HSR will certainly attract many riders from the Valley who wish to cut their travel time north or south. Since the only current rail connection that is missing is the LA to Bakersfield route (on Amtrak), it makes most sense to build the Fresno – Bakersfield segment first, and get that next connection from Bakersfield – Palmdale where the MetroLine can be linked up, closing the circuit.
Peter Reply:
November 22nd, 2010 at 2:53 pm
Bakersfield-Palmdale is going to take so long to build that they can easily build both Merced-Fresno and Fresno-Bakersfield years before any trains run between Bakersfield and Palmdale.
Given the financial constraints, I find it unlikely that Bakersfield-Palmdale will be built before SJ-Merced, where the technical issues are much less daunting, not to mention the environmental review is much further along.
While the idea of San Joaquins running all the way to LAUS is tantalizing, I think it is too expensive and time-consuming to do that leg first. Instead, I think the Bakersfield-Paldale gap will be the last to be closed.

## Written problem 1
Pull out every line of the entries that contains the word "light" and copy each one in full.
The high-speed rail discussion and the entries have nothing to do with each other.

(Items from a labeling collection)
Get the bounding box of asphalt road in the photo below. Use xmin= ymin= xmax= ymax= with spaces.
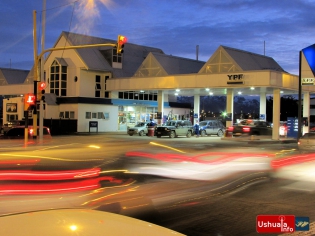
xmin=0 ymin=133 xmax=315 ymax=236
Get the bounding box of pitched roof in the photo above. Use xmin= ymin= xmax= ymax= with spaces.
xmin=0 ymin=68 xmax=29 ymax=84
xmin=153 ymin=53 xmax=205 ymax=75
xmin=222 ymin=46 xmax=285 ymax=72
xmin=58 ymin=32 xmax=164 ymax=77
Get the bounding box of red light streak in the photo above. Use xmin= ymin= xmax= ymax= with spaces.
xmin=0 ymin=168 xmax=101 ymax=180
xmin=0 ymin=176 xmax=114 ymax=195
xmin=271 ymin=153 xmax=315 ymax=169
xmin=126 ymin=152 xmax=270 ymax=164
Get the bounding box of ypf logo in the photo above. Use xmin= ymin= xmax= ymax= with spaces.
xmin=256 ymin=215 xmax=295 ymax=233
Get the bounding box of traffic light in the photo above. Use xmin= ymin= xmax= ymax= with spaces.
xmin=37 ymin=82 xmax=46 ymax=101
xmin=24 ymin=93 xmax=36 ymax=111
xmin=117 ymin=35 xmax=128 ymax=54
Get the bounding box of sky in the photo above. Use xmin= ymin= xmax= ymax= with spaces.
xmin=0 ymin=0 xmax=315 ymax=75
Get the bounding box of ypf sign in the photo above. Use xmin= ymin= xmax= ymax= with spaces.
xmin=302 ymin=78 xmax=315 ymax=85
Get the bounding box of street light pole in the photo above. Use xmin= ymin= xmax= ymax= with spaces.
xmin=33 ymin=10 xmax=38 ymax=139
xmin=39 ymin=0 xmax=46 ymax=141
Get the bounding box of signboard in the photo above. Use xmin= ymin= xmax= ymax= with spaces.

## Written problem 2
Proceed with the high-speed rail discussion, writing on from its last sentence.

## Exercise result 1
Get the bounding box of red light streak in the photo above. Use xmin= ymin= xmax= ymax= with spaces.
Get the bounding box of traffic light in the photo above. Use xmin= ymin= xmax= ymax= with spaces.
Get the bounding box of street light pole in the photo above. Use xmin= ymin= xmax= ymax= with spaces.

## Exercise result 2
I assume all bets are off if for some reason the Fresno station hasn’t been built by 2035.
Robert Cruickshank Reply:
November 22nd, 2010 at 11:21 am
Correct. Offer void where prohibited. And also void if the system isn’t built out as envisioned in the model that produced those ridership numbers. Don’t try to pull one over on me, even if I’m 56 years old in 2035.
BART to SFO demonstrated that ridership projections are not reliable.
But the real issue here is the certainty that operating subsidies will be required due to the CHSRA’s circuitous route and high labor costs under government operation.
adirondacker12800 Reply:
November 22nd, 2010 at 12:06 am
and the ridership projections for Midtown Direct and the River Line in New Jersey were wildly off too. Ridership exceeded all expectations in a very short time. What’s your point?
Victor Reply:
November 22nd, 2010 at 8:41 am
His point is He’s a TROLL, Who doesn’t know what He’s talking about.
Peter Reply:
November 22nd, 2010 at 8:49 am
And who makes things up as he goes alongto fit his conspiracy theory du jour, although he has some favorites that he repeats ad nauseum.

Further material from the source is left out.